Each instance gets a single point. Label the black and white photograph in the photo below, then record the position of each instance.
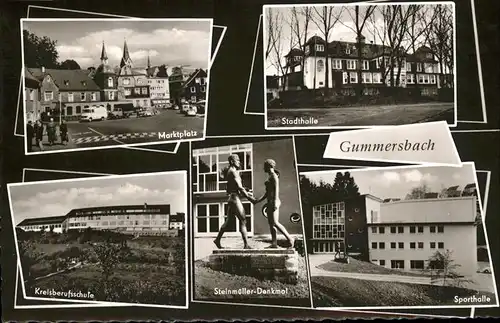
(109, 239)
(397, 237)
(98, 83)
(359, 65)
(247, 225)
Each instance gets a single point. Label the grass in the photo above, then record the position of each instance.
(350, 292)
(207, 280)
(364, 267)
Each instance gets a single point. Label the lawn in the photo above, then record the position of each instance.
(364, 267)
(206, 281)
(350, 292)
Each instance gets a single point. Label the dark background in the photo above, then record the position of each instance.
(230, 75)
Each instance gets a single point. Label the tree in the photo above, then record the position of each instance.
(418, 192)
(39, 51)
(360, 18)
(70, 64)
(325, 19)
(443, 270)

==

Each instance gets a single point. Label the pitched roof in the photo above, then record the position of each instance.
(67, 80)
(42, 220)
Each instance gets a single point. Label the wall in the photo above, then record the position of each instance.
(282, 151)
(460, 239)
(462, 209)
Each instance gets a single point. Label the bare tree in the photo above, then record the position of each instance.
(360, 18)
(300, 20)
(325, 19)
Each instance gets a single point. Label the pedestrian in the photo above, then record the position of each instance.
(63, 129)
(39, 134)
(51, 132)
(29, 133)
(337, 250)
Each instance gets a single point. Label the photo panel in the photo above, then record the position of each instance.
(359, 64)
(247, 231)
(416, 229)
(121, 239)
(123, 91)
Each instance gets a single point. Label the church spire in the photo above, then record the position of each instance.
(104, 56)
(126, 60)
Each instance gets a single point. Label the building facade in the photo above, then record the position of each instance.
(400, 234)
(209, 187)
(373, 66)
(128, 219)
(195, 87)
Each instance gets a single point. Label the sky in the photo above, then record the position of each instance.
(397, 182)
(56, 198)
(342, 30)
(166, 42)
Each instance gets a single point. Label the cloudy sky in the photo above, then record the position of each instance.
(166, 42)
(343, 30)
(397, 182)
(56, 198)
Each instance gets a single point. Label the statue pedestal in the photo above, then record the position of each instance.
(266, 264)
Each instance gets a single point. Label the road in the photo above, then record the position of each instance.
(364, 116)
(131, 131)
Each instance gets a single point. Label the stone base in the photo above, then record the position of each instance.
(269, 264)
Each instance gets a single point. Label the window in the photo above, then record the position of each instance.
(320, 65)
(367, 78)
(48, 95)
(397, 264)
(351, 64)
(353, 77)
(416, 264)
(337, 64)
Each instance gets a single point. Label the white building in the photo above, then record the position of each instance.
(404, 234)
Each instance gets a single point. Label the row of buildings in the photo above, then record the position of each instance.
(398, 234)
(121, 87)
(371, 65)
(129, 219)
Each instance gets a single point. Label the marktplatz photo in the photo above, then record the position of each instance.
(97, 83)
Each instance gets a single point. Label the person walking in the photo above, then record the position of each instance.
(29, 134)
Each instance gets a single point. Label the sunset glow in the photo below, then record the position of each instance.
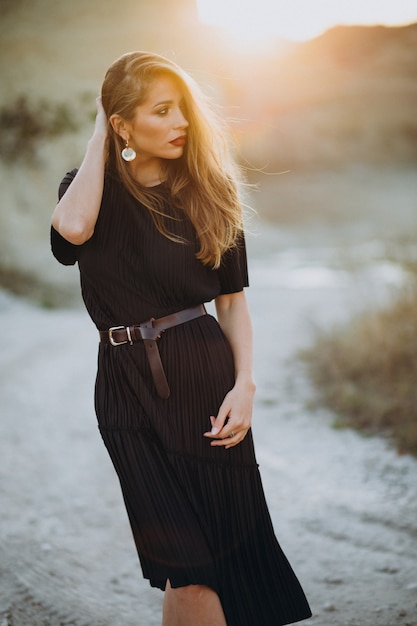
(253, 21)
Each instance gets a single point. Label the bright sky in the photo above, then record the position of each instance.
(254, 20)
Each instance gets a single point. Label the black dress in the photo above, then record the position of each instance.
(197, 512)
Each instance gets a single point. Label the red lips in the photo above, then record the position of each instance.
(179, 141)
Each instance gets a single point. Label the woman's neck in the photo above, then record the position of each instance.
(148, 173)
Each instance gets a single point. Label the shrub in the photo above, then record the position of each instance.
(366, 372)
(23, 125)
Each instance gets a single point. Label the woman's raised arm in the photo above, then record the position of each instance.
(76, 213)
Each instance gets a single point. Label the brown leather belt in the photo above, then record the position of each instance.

==

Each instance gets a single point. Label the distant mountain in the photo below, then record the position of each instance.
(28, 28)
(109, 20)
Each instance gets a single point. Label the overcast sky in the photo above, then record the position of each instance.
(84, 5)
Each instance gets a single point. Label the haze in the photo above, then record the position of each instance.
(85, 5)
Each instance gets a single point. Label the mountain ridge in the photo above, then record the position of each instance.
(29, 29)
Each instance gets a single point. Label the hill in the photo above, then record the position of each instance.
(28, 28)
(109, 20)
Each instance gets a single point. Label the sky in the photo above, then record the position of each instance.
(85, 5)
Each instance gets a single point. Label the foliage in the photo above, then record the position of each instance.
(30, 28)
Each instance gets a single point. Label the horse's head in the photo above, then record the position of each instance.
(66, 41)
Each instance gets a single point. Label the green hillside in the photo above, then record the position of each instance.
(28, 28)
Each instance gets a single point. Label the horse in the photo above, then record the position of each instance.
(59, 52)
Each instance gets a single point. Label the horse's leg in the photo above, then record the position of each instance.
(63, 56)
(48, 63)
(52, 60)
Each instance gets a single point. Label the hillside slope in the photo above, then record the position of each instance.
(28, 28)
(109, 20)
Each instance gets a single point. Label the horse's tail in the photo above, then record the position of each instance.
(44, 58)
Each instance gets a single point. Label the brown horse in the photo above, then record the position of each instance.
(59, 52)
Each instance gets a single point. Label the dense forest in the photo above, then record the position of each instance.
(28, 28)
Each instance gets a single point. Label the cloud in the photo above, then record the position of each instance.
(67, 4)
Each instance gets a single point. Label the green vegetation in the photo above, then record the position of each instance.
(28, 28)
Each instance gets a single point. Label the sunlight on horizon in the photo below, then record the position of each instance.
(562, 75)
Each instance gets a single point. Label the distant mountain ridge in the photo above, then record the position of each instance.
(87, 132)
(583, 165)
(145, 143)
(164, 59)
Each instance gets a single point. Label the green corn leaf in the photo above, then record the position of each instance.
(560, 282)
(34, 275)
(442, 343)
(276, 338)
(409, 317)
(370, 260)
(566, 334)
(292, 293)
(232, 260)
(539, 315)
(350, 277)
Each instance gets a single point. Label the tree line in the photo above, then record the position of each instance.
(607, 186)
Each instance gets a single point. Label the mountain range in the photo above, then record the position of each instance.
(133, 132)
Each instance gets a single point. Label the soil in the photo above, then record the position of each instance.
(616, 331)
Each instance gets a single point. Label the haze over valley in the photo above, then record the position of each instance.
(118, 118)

Exercise goal. Which rows above contain the word "brown"? Copy each one out in full.

Answer for this exercise.
Each instance gets a single point. Label the brown leather belt in the photo above, then record the position of each instance.
Each instance gets a single point. Label the brown horse in the photo above, then record the position of each instance.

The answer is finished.